### AUFGABENTEILE
• 1. Geben Sie aus dem Text zum Ausdauertraining den Abschnitt zwischen „Dazu eine gute“ und „Belastung analysiert wird.“ einschließlich dieser Wörter wortgetreu aus.
• 2. Beantworten Sie anhand des Textes zum Ausdauertraining diese Fragen:
(a) In welcher Stadt betreibt Mäueler ein Studio?
(b) Wie viele Gramm Kohlehydrate sind laut Mäueler bei einem 70-Kilogramm-Mann in Leber und Muskeln gespeichert?
(c) Mit welchem Verfahren analysiert die Sportmedizin die Atemluft unter Belastung?
• 3. Führen Sie den Text zum Ausdauertraining im Anschluss an seinen letzten Satz fort.

===== ZITIERTER TEXTAUSZUG

Die erste Möglichkeit: frei nach Schnauze. „Das heißt“, so Mäueler, der bei Elke Zimmermann an der Uni Bielefeld promoviert hat und ein Studio in Gütersloh betreibt, „das Training beginnt auf einer niedrigen Intensitätsstufe. Man kann sich während der Bewegung gut unterhalten, der Atem ist leicht beschleunigt.“ Das, so merkt der Trainer verblüffenderweise an, „können die allerwenigsten. Selbst die meisten Hobbyläufer rennen zu schnell.“ Schnell zeigt sich auch bei Dirk R.: Nicht jeder kann sofort anfangen zu laufen, oft muss man den Körper zunächst mit Gehen an die Belastung gewöhnen.

Die zweite Möglichkeit: Die Steuerung des Trainings über die Herzfrequenz. Dazu braucht es ein Messgerät, zum Beispiel einen Brustgurt und eine Anzeigeuhr. Früher galt die Faustregel: 220 minus Alter. Das hätte für Dirk R. einen Trainingspuls von rund 170 Schlägen pro Minute bedeutet. Heute wird nach einer Formel individuell ein bestimmter Prozentsatz der maximalen Herzfrequenz zur Trainingssteuerung berechnet. „Ich würde für den Gesundheits- und Breitensportler hier mit einer Abschätzung arbeiten“, sagt Mäueler, „natürlich kann man über Tests da genauer herangehen, das ist dann aber eine Frage des Geldbeutels.“ Beim Training werden zwei Bereiche unterschieden: Eine niedrige Trainingsintensität zwischen 75 und 80 Prozent der maximalen Herzfrequenz und eine hohe im Bereich darüber. „Das Problem ist nur“, sagt der Experte, „dass das alles nur statistische Mittelwerte sind. Die variieren individuell ganz erheblich.“ Die Folge: Viele Sportler überlasten sich und „wundern sich, dass sie langfristig nicht besser werden“. Will man die Ausdauer wirklich gezielt trainieren, heißt es zunächst einen Blick auf den Treibstoff zu werfen, der den Muskelmotor mit Energie versorgt. So,wie ein Automotor mit Strom und Benzin läuft, nutzt der Körper Kohlehydrate (Zucker) und Fett als Energieträger. Die sind im Körper ungleich verteilt. Mäueler erklärt: „Ein 70-Kilogramm-Mann hat fünf Kilogramm Fett am Körper. Das reicht für 120 Stunden Marathonlauf. In der Leber und den Muskeln sind aber nur 650 Gramm Kohlehydrate gespeichert. Die reichen mal gerade für 90 Minuten!“ Mäueler: „Man muss dem Körper also beibringen, seine Reserven aus dem Fett zu beziehen.“

Dazu eine gute und eine schlechte Nachricht. Die gute: Alle gesundheitlich positiven Effekte ergeben sich bereits bei niedriger Trainingsintensität. Die Blutgefäße werden geschmeidiger, ihre Pufferkapazität steigt, der Blutdruck sinkt tendenziell. Daher der Rat des Experten: „Lieber lange langsam laufen.“ Die schlechte Nachricht: Man nimmt erst ab, wenn der Körper auch bei mittlerer und höherer Trainingsintensität Fett zu verbrennen gelernt hat. Wer, wie Dirk R., ehrgeiziger ist und genau wissen will, wann er denn nun Kohlehydrate und wann Fett verbrennt, kommt nicht umhin, das prüfen zu lassen. Dafür nutzt die Sportmedizin die sogenannte Spiroergometrie, bei der die Atemluft unter Belastung analysiert wird.

==========
===== VORLIEGENDE DATENSÄTZE

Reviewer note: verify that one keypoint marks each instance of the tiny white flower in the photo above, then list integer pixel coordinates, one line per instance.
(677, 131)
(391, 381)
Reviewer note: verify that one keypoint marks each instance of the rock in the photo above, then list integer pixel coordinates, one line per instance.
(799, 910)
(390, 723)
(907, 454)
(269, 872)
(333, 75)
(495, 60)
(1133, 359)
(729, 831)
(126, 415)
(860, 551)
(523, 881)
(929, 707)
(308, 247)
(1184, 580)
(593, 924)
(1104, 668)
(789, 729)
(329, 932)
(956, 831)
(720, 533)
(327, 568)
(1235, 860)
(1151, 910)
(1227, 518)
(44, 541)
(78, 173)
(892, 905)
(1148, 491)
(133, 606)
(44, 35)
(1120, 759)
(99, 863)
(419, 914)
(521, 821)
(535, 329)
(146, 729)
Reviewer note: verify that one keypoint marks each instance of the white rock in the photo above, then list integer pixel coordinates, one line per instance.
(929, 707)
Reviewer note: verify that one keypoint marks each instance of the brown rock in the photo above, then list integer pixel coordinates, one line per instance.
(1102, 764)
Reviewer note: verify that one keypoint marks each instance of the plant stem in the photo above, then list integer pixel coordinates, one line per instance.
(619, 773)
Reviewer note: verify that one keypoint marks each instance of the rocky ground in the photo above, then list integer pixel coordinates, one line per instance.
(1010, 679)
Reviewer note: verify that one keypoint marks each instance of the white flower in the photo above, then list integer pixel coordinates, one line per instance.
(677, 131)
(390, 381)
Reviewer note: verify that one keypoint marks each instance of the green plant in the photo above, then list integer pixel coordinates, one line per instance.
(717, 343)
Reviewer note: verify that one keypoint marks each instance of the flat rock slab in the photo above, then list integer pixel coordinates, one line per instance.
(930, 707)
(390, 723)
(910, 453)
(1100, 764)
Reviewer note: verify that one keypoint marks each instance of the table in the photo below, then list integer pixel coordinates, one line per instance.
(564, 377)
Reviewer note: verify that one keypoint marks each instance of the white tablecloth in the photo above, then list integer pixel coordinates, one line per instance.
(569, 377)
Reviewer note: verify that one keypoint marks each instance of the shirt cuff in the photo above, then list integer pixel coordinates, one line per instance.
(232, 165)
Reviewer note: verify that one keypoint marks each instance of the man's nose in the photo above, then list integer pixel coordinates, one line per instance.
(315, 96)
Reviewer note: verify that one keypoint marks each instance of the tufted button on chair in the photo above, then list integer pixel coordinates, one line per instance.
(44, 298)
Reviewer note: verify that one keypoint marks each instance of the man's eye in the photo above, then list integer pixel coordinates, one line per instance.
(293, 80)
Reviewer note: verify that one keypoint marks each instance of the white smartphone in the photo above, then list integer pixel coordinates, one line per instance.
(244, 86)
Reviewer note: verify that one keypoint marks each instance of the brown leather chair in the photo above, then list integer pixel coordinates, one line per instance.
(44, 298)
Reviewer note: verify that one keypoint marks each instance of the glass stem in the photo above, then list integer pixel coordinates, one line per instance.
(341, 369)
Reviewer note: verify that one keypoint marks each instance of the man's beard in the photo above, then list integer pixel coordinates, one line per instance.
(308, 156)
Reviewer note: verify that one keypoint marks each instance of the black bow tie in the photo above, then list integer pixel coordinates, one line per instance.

==========
===== VORLIEGENDE DATENSÄTZE

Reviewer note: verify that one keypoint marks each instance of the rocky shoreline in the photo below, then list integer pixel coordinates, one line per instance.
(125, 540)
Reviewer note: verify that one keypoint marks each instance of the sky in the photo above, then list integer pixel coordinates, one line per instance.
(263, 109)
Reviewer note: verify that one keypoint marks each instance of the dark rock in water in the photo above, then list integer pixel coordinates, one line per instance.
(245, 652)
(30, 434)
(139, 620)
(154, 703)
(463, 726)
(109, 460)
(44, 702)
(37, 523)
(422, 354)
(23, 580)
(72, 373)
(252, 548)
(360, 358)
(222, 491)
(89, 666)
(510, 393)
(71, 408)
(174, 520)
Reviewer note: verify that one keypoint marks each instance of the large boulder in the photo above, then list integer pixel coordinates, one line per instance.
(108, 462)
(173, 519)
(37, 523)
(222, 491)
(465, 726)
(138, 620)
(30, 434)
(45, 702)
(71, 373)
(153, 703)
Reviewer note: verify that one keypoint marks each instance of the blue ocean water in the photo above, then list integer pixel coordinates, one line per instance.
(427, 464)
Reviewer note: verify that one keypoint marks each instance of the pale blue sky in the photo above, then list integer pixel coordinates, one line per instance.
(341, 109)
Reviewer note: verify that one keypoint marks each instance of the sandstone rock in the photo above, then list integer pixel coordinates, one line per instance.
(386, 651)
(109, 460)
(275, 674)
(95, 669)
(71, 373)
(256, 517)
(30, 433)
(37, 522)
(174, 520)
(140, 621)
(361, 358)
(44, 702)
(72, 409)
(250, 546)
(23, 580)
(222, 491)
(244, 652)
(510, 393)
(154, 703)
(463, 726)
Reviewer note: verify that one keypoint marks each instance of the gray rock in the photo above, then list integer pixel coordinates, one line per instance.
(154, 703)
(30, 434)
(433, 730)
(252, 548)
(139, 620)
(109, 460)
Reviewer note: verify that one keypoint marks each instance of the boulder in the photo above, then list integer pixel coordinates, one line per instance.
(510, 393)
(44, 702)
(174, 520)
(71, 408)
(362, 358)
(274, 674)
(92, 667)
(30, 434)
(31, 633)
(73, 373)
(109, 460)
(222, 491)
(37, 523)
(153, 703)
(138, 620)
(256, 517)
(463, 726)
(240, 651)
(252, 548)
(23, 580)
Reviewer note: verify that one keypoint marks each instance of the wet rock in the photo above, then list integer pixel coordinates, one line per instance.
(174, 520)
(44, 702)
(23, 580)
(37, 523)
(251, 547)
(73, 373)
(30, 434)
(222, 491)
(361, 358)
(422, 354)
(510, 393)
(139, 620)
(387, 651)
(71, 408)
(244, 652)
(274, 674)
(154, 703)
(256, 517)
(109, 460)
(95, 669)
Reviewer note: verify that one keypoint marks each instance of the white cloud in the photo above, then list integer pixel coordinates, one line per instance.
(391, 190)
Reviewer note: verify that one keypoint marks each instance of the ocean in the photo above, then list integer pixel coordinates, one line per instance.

==========

### ANTWORTEN DER REIHE NACH
• 1.
Dazu eine gute und eine schlechte Nachricht. Die gute: Alle gesundheitlich positiven Effekte ergeben sich bereits bei niedriger Trainingsintensität. Die Blutgefäße werden geschmeidiger, ihre Pufferkapazität steigt, der Blutdruck sinkt tendenziell. Daher der Rat des Experten: „Lieber lange langsam laufen.“ Die schlechte Nachricht: Man nimmt erst ab, wenn der Körper auch bei mittlerer und höherer Trainingsintensität Fett zu verbrennen gelernt hat. Wer, wie Dirk R., ehrgeiziger ist und genau wissen will, wann er denn nun Kohlehydrate und wann Fett verbrennt, kommt nicht umhin, das prüfen zu lassen. Dafür nutzt die Sportmedizin die sogenannte Spiroergometrie, bei der die Atemluft unter Belastung analysiert wird.

• 2.
(a) In Gütersloh.
(b) 650 Gramm.
(c) Mit der Spiroergometrie.

• 3.
 

INFO

Lieber Fett als Zucker verbrennen


♦ Wer untrainiert ist, schafft erst durch Gehen die Voraussetzungen für das Laufen.
♦ Polarisiertes Ausdauertraining erfolgt nach dem Drei-Zonen-Modell.
♦ 80 Prozent sollten in Zone 1 bei niedriger Intensität, ablaufen, 20 Prozent in Zone drei, mit hoher Intensität.
♦ Die Zone zwei, das „schwarze Loch der Trainingsintensität“, kann nur abgeschätzt werden. Wer effektiv trainieren will, muss sich einer Diagnostik unterziehen.